▶ Objective:
Render each line of the material below as a string in a JSON list, one string per line and no blank lines.

▶ Examples of point labeling:

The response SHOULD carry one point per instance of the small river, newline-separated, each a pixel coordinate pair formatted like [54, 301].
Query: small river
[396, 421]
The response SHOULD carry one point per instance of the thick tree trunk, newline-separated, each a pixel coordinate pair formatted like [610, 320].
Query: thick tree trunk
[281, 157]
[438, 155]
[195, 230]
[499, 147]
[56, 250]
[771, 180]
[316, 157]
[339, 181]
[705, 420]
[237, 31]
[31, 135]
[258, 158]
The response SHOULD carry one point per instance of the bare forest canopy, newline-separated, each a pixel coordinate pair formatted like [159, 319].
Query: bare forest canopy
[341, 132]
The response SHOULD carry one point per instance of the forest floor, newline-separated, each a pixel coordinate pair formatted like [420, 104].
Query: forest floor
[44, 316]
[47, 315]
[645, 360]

▶ Solution below:
[
  "The response SHOULD carry one point per instance of the small river, newline-separated, each a pixel coordinate pair formatted like [54, 301].",
  "Query: small river",
  "[396, 421]",
  "The response SHOULD carry one point per instance of the thick tree trunk, newline-separated, each a pixel coordinate pair formatted like [610, 320].",
  "Query: thick tree trunk",
  "[281, 157]",
  "[438, 155]",
  "[195, 230]",
  "[499, 147]",
  "[56, 250]",
  "[771, 180]",
  "[316, 157]",
  "[339, 181]",
  "[705, 420]",
  "[237, 31]",
  "[31, 135]",
  "[258, 158]",
  "The response SHOULD carry one point per instance of the bare forest canopy, newline-separated, each a pixel coordinate pair formatted like [159, 319].",
  "Query: bare forest canopy",
  "[341, 132]",
  "The response SHOULD carry one point per instance of the forest floor, newline-separated, each a pixel coordinate pair formatted like [420, 104].",
  "Query: forest floor",
  "[44, 316]",
  "[47, 315]",
  "[645, 360]"
]